EXTRACTED TEXT:
+ + +

[R] Advice on good programming practice, lexical scope

Gabor Grothendieck ggrothendieck at myway.com
Wed Sep 1 12:57:00 CEST 2004


Sixten Borg <sb <at> ihe.se> writes:

: 
: In "An Introduction to R" (See R help menu), there is an example of a 
function 'open.account' that makes use
: of the lexical scope in R.
: 
: I have a set of functions that can be used to output R tables and graphics 
into a single report document. (I am
: aware that several tools can do this already).
: 
: While reorganizing my code, I realize that I can collect my functions in a 
list, in the style of
: 'open.account' above. This will result in a list containing data and 
operations on those data. The data is
: for example the file name of the report. This also results in a rather large 
object instead of a set of rather
: small functions and a list of data.
: 
: Writing a package of these functions (or this object containing functions), 
would require documentation
: of each function. The style that I see in the R help is that the functions 
are not enclosed like this in a list. 
: 
: I like the idea of having the functions collected in a single list, but I 
think the documentation might be
: messy. 
: Any ideas, opinions, anyone?
: 
: Thanks in advance,
: Sixten.
: 
: Example:
: 
: myreport <- report(filename="report.rtf")
: my.report$add.table(my.data.frame, "Table of ...")
: plot(runif(10))
: my.report$add.picture("Plot of ...")
: 
: or...
: 
: r <- report(filename="report.rtf")
: r <- add.table(r, my.data.frame, "Table of...")
: plot(runit(10))
: r <- add.picture(r, "Plot of...")


Can't say which is better but in terms of the S3 system style
might look at the R2HTML package for an example.

+ + +

STORED RECORDS:

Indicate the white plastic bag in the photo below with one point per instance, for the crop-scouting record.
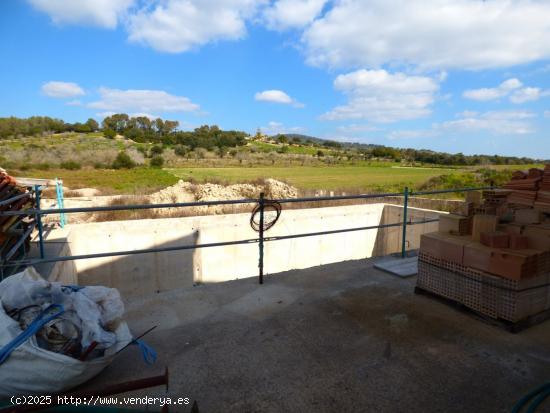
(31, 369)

+ + +

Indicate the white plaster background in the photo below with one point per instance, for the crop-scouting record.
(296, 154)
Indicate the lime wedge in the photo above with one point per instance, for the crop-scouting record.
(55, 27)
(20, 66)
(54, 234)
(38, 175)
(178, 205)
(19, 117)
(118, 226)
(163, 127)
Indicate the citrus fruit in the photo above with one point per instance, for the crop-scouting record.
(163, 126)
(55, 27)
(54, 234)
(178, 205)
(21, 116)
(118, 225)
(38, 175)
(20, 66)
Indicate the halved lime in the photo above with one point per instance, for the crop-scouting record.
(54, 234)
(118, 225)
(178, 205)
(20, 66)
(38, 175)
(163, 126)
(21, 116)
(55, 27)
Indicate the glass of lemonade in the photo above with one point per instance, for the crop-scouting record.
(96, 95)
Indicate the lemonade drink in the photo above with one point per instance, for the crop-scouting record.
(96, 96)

+ + +

AIM OF THE TASK:
Write what comes next in the R mailing-list post on lexical scope and good programming practice, picking up right after its last sentence. The listing has no part in this.

WRITTEN RESPONSE:
R2HTML defines a generic function, HTML, and then 
defines specific methods such as HTML.data.frame to produce HTML 
formatted data frames, HTML.list to produce HTML formatted lists, etc.  
The nice thing is that they can all be called in a uniform way using:

   HTML(x)

and HTML will dispatch HTML.data.frame, HTML.list or whatever
depending on the class of x.   Thus you could have a generic
add function

   add <- function(x, ...) UseMethod("add")

and specific methods:

   add.data.frame <- function(x, ...) ...
   add.recordedplot <- function(x, ...) ...

and call them all in a uniform way passing a data.frame or a 
display list of class recordedplot using the add call in each case
but having add dispatch add.data.frame or add.recordedplot
according to the class of the first arugment.  In the following
the first call to add actually invokes add.data.frame (which
you would have previously defined) whereas the second call
to add invokes previously defined add.recordedplot.  The following
assumes the plot device is already open:

   r <- report("filename")
   my.data.frame <- data.frame(a=1:26,b=letters)
   r <- add(r, my.data.frame)
   dev.control(displaylist="enable") # enable display list
   plot(1:10)
   my.plot <- recordPlot() # load displaylist into variable
   r <- add(r, my.plot)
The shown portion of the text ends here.